**** Document section ****

The Special Warrior Woman Issue section:

“The Shuttered Temple” by Jonathan L. Howard
“The War of the Wheat Berry Year” by Sarah Avery
“Roundelay” by Paula R. Stiles
“The River People” by Emily Mah
“Cursing the Weather” by Maria V. Snyder
“The Laws of Chaos Left Us All in Disarray” by S. Hutson Blount
“World’s End” by Frederic S. Durbin
“What Chains Bind Us” by Brian Dolton

Reviewed by Kevin R. Tipple

With the subtitle of “Adventures In Fantasy Literature” the Spring 2011 issue of this massive 384 page magazine delivers in a big way. Beyond the numerous review features on books, dvds, games, letters, and editorial, and other interesting columns and features, the focus is clearly on quality fiction. Complex tales with richly drawn characters of depth engaged in an adventure of some type in a detailed and complex fantasy setting is what you will find in this issue. The stories fully lived up to the subtitle and exceeded my wildest expectations.

The issue contains a total of twenty-one stories, with eight of them classified as part of the “Special Warrior Woman Issue.” Beyond those eight tales, several others could have been included under the special designation. It isn’t at all clear to this reader why some tales were listed that way and others were not. In the big picture it really doesn’t matter how you classify them as each and every single story in Black Gate #15 is a good one.

The fiction begins with “A River Through Darkness and Light” by John C. Hocking. The Archivist¸ his friend Lucella, Vallon, and a group of warriors as escorts are on an expedition sent  from the great Archives of the City of Frekore. The group is to find a cache of Old Southern documents — or maybe something more. Vallon is in charge, to the annoyance of the narrator (the Archivist) and refuses to listen to any guidance other than his own. Not only is there trouble ahead for them on the route through the desert, the group is being pursued from above and below ground. Another story featuring the Archivist and his friend Lucella titled “Vestments of Pestilence” is scheduled for the next issue of Black Gate.

An obvious quest is also the backdrop for “The Shuttered Temple” by Jonathan L. Howards. Not only is this the first story designated as one of “The Special Warrior Woman Issue” stories it marks the return of Kyth the Taker last seen in Black Gate 13. In this sequel to “The Beautiful Corridor” Kyth the Taker is ordered by a priest to travel to Mount Caradus with Brother Tonsett. There she will find the Shuttered Temple, legendary for its ability to kill all who would dare to attempt to enter it. While she is very good at what she does and may even get into the temple, this mission might be too much for her incredible skills. Especially since Brother Tonsett refuses to listen to her or acknowledge her skills. Skills that will be severely tested if she is to fulfill the quest and keep them both alive in this very good tale.

**** Records provided ****

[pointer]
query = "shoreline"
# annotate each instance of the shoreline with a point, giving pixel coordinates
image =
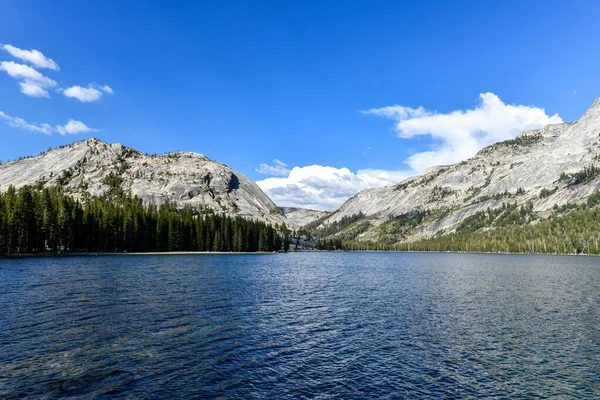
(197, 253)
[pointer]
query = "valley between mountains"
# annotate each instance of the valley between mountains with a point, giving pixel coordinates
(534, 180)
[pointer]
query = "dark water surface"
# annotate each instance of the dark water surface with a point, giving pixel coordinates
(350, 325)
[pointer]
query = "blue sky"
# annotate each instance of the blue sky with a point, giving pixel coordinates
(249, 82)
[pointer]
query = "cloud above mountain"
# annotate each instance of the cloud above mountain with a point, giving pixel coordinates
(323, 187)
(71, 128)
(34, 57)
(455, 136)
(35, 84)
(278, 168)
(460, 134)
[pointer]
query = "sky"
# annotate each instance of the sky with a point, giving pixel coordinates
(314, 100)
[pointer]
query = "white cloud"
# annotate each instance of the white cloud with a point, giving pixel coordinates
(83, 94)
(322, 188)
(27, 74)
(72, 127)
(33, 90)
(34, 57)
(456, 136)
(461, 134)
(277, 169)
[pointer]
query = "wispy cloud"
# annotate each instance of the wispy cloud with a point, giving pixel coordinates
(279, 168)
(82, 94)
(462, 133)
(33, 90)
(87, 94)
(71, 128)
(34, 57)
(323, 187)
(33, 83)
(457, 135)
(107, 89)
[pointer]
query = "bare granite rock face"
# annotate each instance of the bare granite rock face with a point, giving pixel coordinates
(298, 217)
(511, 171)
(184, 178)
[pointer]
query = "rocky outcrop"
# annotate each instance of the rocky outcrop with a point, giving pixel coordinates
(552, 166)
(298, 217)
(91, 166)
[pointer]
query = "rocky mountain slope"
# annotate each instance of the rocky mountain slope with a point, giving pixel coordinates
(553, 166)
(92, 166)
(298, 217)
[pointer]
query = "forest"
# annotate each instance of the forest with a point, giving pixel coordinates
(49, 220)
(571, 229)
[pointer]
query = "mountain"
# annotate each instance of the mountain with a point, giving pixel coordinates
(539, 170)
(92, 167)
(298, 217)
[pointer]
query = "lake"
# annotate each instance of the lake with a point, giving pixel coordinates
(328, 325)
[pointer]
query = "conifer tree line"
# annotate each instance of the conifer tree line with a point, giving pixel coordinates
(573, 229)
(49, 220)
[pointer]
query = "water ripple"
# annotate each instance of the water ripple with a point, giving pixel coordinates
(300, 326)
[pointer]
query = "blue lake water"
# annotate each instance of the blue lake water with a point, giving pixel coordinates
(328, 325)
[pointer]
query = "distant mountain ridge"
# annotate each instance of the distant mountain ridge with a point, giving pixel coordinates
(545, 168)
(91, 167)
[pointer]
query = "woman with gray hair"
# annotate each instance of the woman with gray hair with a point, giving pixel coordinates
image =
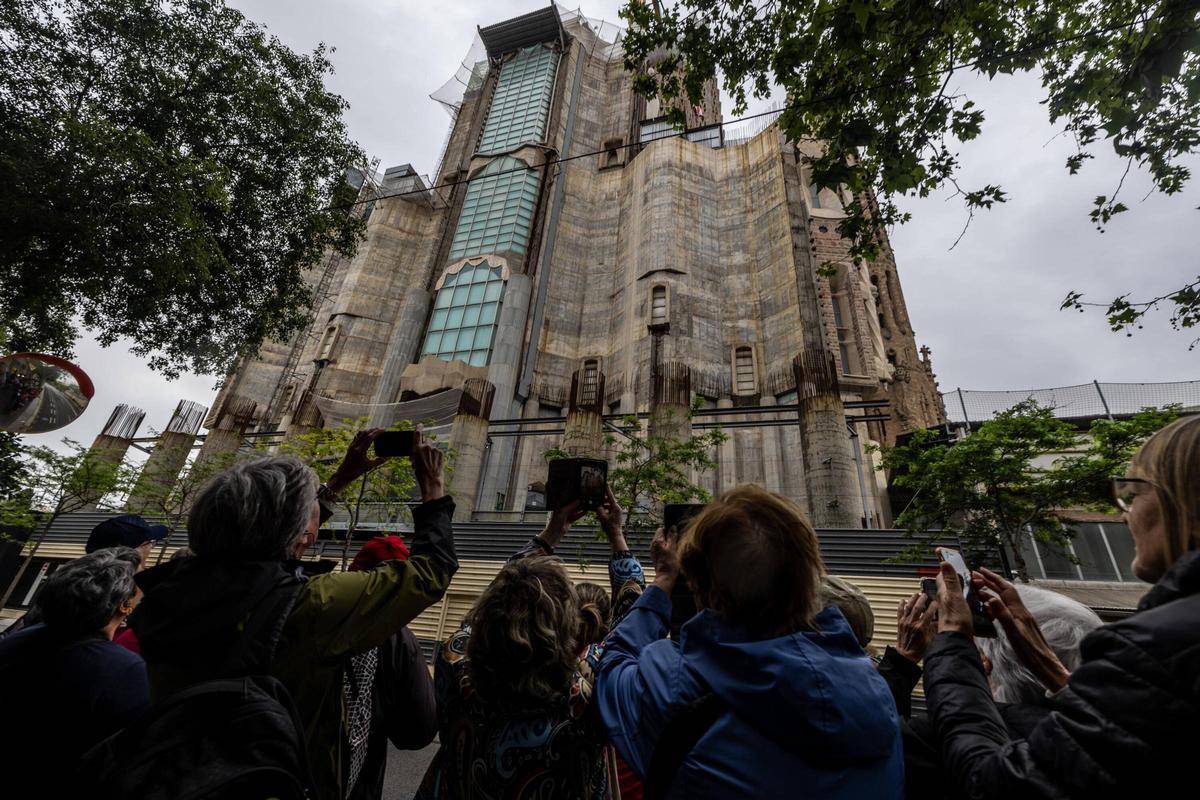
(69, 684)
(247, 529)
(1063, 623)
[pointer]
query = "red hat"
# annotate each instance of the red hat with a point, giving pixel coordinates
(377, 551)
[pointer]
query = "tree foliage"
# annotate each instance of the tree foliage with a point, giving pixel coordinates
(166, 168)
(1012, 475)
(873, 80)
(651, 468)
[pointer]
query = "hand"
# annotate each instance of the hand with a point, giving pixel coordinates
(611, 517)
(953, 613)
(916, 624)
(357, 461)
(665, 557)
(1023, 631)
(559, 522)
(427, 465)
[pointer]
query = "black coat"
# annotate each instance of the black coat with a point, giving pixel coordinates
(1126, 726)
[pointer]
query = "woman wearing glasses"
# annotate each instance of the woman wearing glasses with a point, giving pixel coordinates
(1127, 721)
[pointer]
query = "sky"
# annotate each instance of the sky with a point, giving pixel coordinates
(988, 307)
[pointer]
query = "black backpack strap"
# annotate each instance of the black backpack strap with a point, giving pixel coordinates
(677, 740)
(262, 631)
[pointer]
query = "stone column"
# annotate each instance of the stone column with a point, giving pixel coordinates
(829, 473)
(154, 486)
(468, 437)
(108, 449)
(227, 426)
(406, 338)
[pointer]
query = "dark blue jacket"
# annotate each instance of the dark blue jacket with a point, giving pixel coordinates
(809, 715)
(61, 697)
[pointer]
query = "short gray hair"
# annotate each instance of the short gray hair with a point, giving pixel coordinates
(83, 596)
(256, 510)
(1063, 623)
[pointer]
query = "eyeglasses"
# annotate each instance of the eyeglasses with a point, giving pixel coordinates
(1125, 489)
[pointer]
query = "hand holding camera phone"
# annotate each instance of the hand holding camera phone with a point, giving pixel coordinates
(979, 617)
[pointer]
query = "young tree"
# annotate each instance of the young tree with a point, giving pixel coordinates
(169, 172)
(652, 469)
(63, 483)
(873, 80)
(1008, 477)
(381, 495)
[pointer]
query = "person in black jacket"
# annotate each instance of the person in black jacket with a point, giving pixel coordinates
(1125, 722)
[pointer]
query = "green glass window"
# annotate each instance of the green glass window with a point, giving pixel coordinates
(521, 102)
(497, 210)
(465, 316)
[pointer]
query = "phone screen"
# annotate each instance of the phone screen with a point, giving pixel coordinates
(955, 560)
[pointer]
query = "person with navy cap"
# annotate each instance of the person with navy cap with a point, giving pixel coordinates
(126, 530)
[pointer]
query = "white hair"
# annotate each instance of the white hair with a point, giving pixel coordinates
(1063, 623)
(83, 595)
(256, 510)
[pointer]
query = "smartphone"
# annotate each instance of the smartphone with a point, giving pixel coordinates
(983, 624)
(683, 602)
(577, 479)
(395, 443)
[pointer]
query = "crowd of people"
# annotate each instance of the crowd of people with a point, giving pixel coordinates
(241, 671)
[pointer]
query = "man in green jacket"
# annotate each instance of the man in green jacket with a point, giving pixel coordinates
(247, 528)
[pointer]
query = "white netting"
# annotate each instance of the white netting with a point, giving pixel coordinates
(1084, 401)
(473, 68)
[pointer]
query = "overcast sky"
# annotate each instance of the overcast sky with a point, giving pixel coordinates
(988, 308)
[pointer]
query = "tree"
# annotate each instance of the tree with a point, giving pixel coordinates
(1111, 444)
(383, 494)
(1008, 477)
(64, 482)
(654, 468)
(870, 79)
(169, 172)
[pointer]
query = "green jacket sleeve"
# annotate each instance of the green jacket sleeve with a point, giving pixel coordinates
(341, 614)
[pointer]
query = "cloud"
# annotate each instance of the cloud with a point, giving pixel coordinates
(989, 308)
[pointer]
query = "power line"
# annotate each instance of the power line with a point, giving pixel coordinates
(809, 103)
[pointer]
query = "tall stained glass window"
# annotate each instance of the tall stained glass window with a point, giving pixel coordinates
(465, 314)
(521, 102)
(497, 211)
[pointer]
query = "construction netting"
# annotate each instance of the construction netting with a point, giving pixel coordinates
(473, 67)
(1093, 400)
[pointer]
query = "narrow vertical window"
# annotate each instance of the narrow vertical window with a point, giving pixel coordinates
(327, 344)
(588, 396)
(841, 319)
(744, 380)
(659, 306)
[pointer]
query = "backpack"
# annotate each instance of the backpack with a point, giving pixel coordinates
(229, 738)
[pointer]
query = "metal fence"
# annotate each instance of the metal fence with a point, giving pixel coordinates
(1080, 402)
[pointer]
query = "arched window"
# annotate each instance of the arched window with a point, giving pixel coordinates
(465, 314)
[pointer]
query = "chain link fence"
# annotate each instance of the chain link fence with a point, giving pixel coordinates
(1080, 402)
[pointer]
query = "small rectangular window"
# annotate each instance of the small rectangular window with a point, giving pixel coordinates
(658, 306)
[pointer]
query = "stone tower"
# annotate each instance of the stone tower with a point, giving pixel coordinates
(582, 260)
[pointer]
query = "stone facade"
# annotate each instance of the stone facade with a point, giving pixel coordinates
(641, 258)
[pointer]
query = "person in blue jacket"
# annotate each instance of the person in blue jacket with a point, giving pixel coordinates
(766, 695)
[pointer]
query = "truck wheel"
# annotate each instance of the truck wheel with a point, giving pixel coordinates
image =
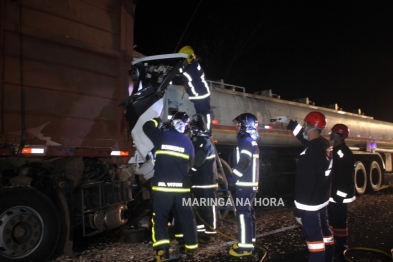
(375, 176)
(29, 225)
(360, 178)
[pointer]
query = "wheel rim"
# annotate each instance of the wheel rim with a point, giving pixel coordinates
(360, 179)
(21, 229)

****

*Aim A*
Can you return every line of the entries that contains the string "conifer"? Case counts.
*Aim B*
Would you go on with the review of Black Gate #15 from the point where it stops?
The entries are unrelated to the review.

*Answer A*
query = "conifer tree line"
# annotate each instance of the conifer tree line with a point, giving pixel coordinates

*Answer B*
“The Oracle of Gog” by Vaughn Heppner follows in a complex tale of slave revolt and fate. Lod is used by a rat hunter not only as a slave but as human bait for huge water rats in a city where water is everywhere.  When the rats are close enough, drawn to Lod by his motion in the water and the possibility of food, the rat hunter kills them. Lod is legendary among both the rat hunters and their living bait for his ability to escape the vermin. His stunning act of rebellion will not only make him marked for death, it will make him legendary in a far different way that has the power to change the future of all.

Li Tzu-Ch’eng wants to be emperor of all of China in “The Gifts of Li Tzu-Ch’eng” by Derek Künsken. A poor peasant, he is leading a ragtag army currently of little threat to Emperor Chong Zhen who is occupied with defeating the Menggu armies in the north. Li’s ultimate goal of becoming emperor and the removal of the Ming dynasty is far out of his reach until he meets the every special Nü Wa.

The former courtesan has skills of her own and bears gifts that have great potential as well as great risk. Like Li, she wants to see an end to the Ming dynasty. Heaven, acting through her, is offering Li four gifts. He will be allowed to choose three. However, the fourth unchosen gift will be used against him once the third gift is used in this rich tale steeped in history.

Controlling knowledge and the behavior of others is a key part of “Groobs Stupid Grubs” by Jeremiah Tolbert. In a situation that will be familiar to many readers, Groob has a domineering wife and small children to feed. What is different here is the fact that the family lives near the bottom of a mile-wide city that traverses a planet gobbling up everything in its path. Groob truly is a little cog in a big machine, with potential he has only dreamed about in the past. Depending on the choices he makes as this story unfolds, his future and that of his family could be vastly different.

“The War of the Wheat Berry Year” by Sarah Avery is one designated as part of “The Special Warrior Woman Issue.” Stisele, known as “The Imlen Bastard” leads her people in rebellion towards Miarro.  A battle for freedom is about to be waged against the Crown houses. Not just for freedom but also so that Stisele can settle old scores of her own at great personal cost. According to the accompanying author bio, a novella featuring Stisele, “The Imlen Bastard” is scheduled for publication in a future unspecified issue of Black Gate.

Not only does the True Thomas of Ercildoune know the exact number of days of his own life, he is unable to tell a lie. “Into the Gathering Dark” by Darrell Schweitzer tells the tale of what will be his final act as the Queen of Elfland has come for him one more time. He knew she was coming and knows what she wants. He has no choice but to go with her — as it is time. While he can’t tell a lie there are ways around that in this very good tale.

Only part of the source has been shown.